▶ [Exercise goal] Every record must reappear in the answer exactly as given.

>>>

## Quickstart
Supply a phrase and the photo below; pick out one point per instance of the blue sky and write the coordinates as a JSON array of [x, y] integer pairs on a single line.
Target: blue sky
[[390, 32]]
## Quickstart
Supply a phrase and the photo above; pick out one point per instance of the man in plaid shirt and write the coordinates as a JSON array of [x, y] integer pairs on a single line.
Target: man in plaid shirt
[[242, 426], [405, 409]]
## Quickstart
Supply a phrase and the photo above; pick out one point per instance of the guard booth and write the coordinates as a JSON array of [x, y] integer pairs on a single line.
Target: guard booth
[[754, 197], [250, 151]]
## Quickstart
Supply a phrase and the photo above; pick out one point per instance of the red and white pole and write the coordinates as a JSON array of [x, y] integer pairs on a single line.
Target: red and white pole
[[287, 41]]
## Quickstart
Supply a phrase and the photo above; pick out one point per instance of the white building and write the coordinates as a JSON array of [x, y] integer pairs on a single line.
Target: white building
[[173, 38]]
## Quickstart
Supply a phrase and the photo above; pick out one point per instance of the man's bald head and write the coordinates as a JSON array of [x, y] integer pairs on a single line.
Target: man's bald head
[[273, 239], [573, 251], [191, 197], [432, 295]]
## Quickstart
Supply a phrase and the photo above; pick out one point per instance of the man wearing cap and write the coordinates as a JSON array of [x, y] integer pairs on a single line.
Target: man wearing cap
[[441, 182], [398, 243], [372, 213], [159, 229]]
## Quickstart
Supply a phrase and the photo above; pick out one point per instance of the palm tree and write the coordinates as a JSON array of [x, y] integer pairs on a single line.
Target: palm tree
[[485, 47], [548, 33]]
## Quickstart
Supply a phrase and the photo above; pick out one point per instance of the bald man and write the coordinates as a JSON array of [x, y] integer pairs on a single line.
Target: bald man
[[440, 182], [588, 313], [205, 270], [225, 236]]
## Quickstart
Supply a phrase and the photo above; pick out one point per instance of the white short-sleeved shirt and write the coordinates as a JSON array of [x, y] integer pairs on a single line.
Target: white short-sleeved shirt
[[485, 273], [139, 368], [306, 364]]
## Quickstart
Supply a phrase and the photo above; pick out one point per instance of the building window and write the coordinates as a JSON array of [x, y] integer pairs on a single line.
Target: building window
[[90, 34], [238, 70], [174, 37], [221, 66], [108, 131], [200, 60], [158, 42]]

<<<

▶ [Task result]
## Quickstart
Supply a phrase and the photo below; pick out one point per instance of the blue sky and write the coordinates as a JSON array of [x, y] integer pairs on a single line.
Target: blue sky
[[390, 32]]
## Quickstart
Supply a phrase and the photo above; pick out one point per instance of the man in plaid shirt and write the coordinates as a JSON array of [x, y] integer pairs on a single line.
Target: man in plaid shirt
[[242, 426], [405, 409]]
## Quickstart
Supply a phrase and the photo above; pick out one point per instance of the guard booth and write the coordinates as a JSON array of [x, y] integer pairs on a single line.
Target: guard booth
[[754, 197], [250, 151]]
## Quickstart
Supply a phrase and the photo above; pick out one point per instance of the red and white pole and write the coordinates as a JSON array of [x, y] integer pairs on a single line.
Target: red and white pole
[[287, 41]]
## Quickstart
Supply a phrase and the photo above; pick out one point per instance of the white building and write the coordinates as a JSON array of [x, y] integer pairs on a single line.
Target: white building
[[173, 38]]
## Quickstart
Supply a phrase and the photo above; pick out one point per instance of the man's bald head and write the coordinates as a JSON array of [x, y] integer pairs on a single line.
Target: man's bald head
[[273, 239], [573, 251], [191, 197], [432, 295]]
## Quickstart
Supply a phrase and the photo above; pick out one point per instance of the man wearing cap and write the coordinates as a JSON array of [x, y] integer pairs on a single line.
Target: man wearing cap
[[441, 182], [398, 243], [372, 213], [159, 229]]
## Quickstart
Supply a phrase and the photo above; pick out one point per instance of the palm tree and write the coordinates as a JSON array of [x, y] integer pairs on a single line.
Target: palm tree
[[485, 47], [548, 33]]
## Quickstart
Supply a phrase and the photo above; pick out one point per instance of the bald man and write the coordinates as a JSON array of [x, y] integer pairs on a single line.
Target: bald man
[[440, 182], [588, 313], [205, 270], [225, 236]]
## Quickstart
Supply a phrase and the photo above; pick out one point per instance of the white short-sleeved shirt and write the coordinates as a JSON array of [x, y] integer pairs on a single line.
Target: white short-sleeved shirt
[[485, 273], [139, 368], [306, 364]]
## Quickstart
Supply a phrase and the photo above; pick out one point per instance of the building window and write the coordinates as a JSON array of [x, y] integer pairs on a single line.
Target: building window
[[90, 34], [238, 70], [174, 37], [221, 66], [108, 131], [200, 60], [158, 42]]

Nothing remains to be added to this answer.